--- start ---

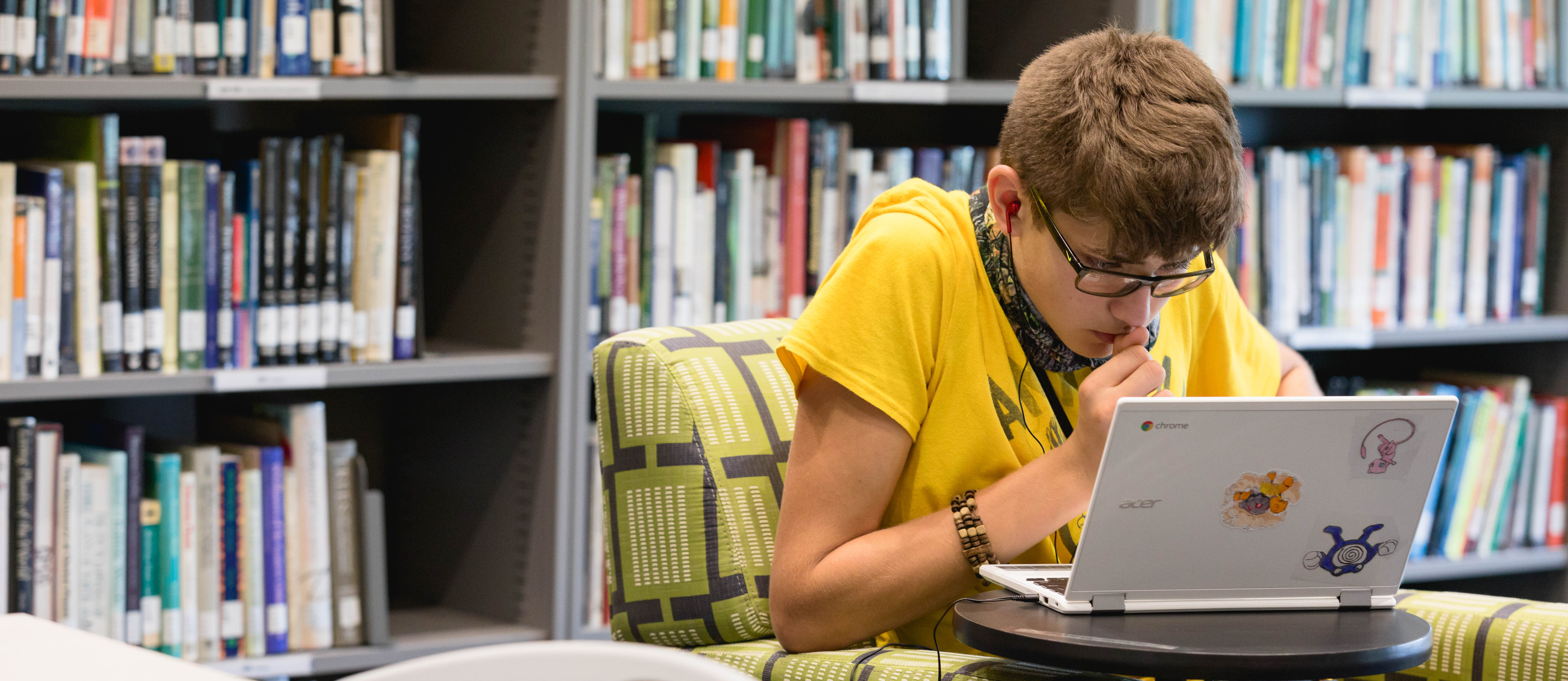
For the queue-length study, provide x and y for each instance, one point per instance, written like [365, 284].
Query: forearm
[887, 578]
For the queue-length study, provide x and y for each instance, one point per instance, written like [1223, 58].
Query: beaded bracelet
[971, 531]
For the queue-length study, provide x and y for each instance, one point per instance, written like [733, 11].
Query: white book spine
[96, 570]
[308, 442]
[68, 539]
[45, 471]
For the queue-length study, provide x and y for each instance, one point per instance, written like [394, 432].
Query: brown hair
[1136, 131]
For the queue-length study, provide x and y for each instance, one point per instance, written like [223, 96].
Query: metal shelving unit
[1501, 562]
[200, 88]
[415, 635]
[1514, 332]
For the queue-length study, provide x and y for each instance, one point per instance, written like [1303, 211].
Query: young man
[981, 343]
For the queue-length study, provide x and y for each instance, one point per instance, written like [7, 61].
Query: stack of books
[1393, 236]
[794, 40]
[121, 260]
[739, 219]
[1501, 482]
[1514, 45]
[203, 551]
[258, 38]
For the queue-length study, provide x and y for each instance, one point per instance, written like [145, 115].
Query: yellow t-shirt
[909, 322]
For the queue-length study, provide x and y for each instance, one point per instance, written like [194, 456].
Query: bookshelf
[988, 56]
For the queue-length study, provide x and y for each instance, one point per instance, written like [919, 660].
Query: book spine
[332, 238]
[288, 255]
[294, 38]
[170, 266]
[206, 38]
[346, 261]
[220, 294]
[151, 519]
[51, 277]
[98, 38]
[346, 543]
[168, 542]
[253, 564]
[407, 244]
[23, 508]
[192, 263]
[231, 611]
[153, 253]
[277, 602]
[270, 261]
[236, 38]
[211, 263]
[310, 252]
[8, 37]
[350, 57]
[134, 336]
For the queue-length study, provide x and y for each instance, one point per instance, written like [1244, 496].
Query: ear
[1007, 195]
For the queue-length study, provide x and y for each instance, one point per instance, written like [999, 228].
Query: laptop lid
[1208, 498]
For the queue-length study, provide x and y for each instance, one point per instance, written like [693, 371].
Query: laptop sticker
[1384, 445]
[1348, 556]
[1258, 501]
[1387, 446]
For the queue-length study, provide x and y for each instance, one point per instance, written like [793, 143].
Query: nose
[1138, 308]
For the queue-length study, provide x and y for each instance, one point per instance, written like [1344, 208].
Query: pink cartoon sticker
[1258, 501]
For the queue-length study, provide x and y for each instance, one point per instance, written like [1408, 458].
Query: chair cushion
[1487, 638]
[767, 661]
[694, 432]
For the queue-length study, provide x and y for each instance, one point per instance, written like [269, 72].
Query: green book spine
[151, 602]
[168, 536]
[193, 261]
[753, 43]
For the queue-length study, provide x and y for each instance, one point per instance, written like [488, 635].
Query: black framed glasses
[1117, 285]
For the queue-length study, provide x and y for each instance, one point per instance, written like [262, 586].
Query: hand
[1131, 373]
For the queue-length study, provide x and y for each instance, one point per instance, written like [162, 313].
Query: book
[192, 264]
[344, 519]
[132, 158]
[153, 250]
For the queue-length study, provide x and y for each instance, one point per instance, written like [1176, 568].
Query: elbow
[804, 633]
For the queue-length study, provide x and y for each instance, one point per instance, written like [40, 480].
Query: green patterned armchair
[694, 432]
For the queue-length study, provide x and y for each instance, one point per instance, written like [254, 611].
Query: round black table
[1208, 646]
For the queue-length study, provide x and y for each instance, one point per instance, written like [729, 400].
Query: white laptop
[1249, 504]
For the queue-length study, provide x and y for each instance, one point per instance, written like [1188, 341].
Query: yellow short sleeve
[876, 322]
[1236, 357]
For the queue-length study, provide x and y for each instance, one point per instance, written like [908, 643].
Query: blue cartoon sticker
[1349, 556]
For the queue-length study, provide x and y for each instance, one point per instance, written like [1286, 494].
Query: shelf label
[273, 379]
[1385, 98]
[1330, 338]
[894, 92]
[264, 88]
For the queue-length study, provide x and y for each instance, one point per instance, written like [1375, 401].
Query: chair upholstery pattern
[694, 434]
[767, 661]
[1487, 638]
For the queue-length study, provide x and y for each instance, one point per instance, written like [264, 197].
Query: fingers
[1136, 338]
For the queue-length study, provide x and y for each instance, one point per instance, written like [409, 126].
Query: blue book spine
[168, 487]
[273, 550]
[233, 614]
[929, 166]
[1464, 423]
[212, 264]
[1242, 60]
[294, 38]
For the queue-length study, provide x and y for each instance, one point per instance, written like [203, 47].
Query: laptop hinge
[1355, 599]
[1112, 603]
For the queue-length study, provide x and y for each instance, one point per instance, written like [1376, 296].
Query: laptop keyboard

--- end ---

**To do:**
Rewrite all the records above with every "Query" changed to "Label" and nothing else altered. Leave the pictures out.

**Exercise result:**
For the queue-length study, provide x and y for each instance, one point per instance, written like [365, 284].
Label: forearm
[887, 578]
For the queue-length study, provide x and y for each instance, one point per instance, written like [1223, 58].
Label: beaded bracelet
[971, 531]
For the queue-length study, provide x and y for each instance, one point per instance, written like [733, 11].
Label: white book spine
[96, 570]
[308, 442]
[68, 539]
[45, 471]
For the queue-length study, provide x and y for each instance, one point per instance, written like [394, 432].
Label: brown hair
[1136, 131]
For the queue-length study, provide x and y for each instance, one point per instance, written like [223, 96].
Label: metal shelving unit
[1501, 562]
[200, 88]
[415, 635]
[1514, 332]
For the queue-length study, provide x and y for each instance, one point per instance, written like [1303, 211].
Label: young man
[981, 343]
For the queue-length study, provide x and y for each instance, one point per instance, written like [7, 61].
Label: stack of books
[1393, 236]
[794, 40]
[121, 260]
[739, 219]
[1501, 482]
[1514, 45]
[203, 551]
[258, 38]
For the queue-length study, provide x and y for each instance, one point per instance, written like [145, 115].
Label: yellow t-shirt
[909, 322]
For the queue-length study, provide x and y for each instance, one point per instance, written like [194, 456].
Label: bookshelf
[988, 56]
For the queue-length study, provide x and y for each instance, one point per instance, written like [919, 660].
Label: book spine
[332, 238]
[288, 255]
[294, 38]
[170, 266]
[206, 38]
[346, 261]
[220, 294]
[151, 519]
[51, 277]
[98, 38]
[346, 543]
[168, 542]
[253, 564]
[407, 244]
[23, 508]
[192, 263]
[231, 611]
[153, 253]
[277, 602]
[270, 261]
[236, 38]
[211, 263]
[310, 252]
[8, 37]
[350, 57]
[134, 336]
For the queue-length study, provide x and y for each instance, one point per instance, written like [1244, 496].
Label: ear
[1007, 195]
For the queue-length study, provide x and y for each instance, one point per instance, written like [999, 228].
Label: laptop lid
[1208, 498]
For the queue-length study, provide x and y for each instance, one point per instance, written like [693, 371].
Label: laptop sticker
[1384, 445]
[1348, 556]
[1258, 501]
[1387, 446]
For the queue-length study, provide x and y for each instance, one point per instance, written like [793, 143].
Label: nose
[1138, 308]
For the queue-length study, provide x and y for each instance, one point per instance, written like [1344, 208].
Label: pink cartoon sticker
[1258, 501]
For the queue-length study, provide x and y for each instance, one point per instance, written like [1408, 458].
Label: chair cushion
[1487, 638]
[767, 661]
[694, 432]
For the queue-length study, provide x and y for each instance, one point per instance, written like [269, 72].
Label: green book spine
[151, 602]
[168, 536]
[193, 261]
[753, 43]
For the queue-length study, provide x and y for each instance, one point per instance, written like [488, 635].
Label: black framed glasses
[1117, 285]
For the queue-length study, provide x and y for each instance, one point per instance, written like [262, 586].
Label: hand
[1131, 373]
For the queue-length study, provide x and y for each instance, one point per instance, written like [162, 313].
Label: book
[192, 264]
[344, 519]
[132, 158]
[153, 250]
For the queue-length study, provide x and y for each instance, one point per instance, written like [1176, 568].
Label: elbow
[804, 633]
For the queue-length study, provide x and y for each instance, one point per instance, written like [40, 480].
Label: green patterned armchair
[694, 432]
For the queue-length study, provide x and y for each instance, one point per instance, written like [254, 611].
Label: round black table
[1208, 646]
For the queue-length study, provide x and y for each instance, one point per instance, written like [729, 400].
Label: white laptop
[1249, 504]
For the queue-length study, provide x and y for each instance, one point per instance, written like [1188, 341].
Label: yellow short sleeve
[876, 322]
[1236, 357]
For the queue-length study, provide x and y for each instance, one point per instance, written like [908, 643].
Label: blue cartoon sticker
[1349, 556]
For the queue-length study, provide x and y for each instance, one point per instance, written like [1286, 494].
Label: shelf label
[273, 379]
[1385, 98]
[1330, 338]
[894, 92]
[264, 88]
For the queue-length study, provide x and y for each instance, one point per instance, written like [1375, 401].
Label: chair upholstery pattern
[694, 434]
[767, 661]
[1487, 638]
For the queue-length study, provide x and y for each instance, one point per instance, written like [264, 197].
Label: fingers
[1136, 338]
For the queue-length study, provide x and y for each instance, one point per instance, written like [409, 126].
Label: blue book spine
[168, 487]
[273, 550]
[233, 614]
[929, 166]
[1464, 423]
[212, 264]
[1242, 60]
[294, 38]
For the queue-length study, provide x and y for each instance, one point per instance, written like [203, 47].
Label: laptop hinge
[1355, 599]
[1112, 603]
For the queue-length study, provide x and y for each instance, one point per instance, written like [1376, 296].
Label: laptop keyboard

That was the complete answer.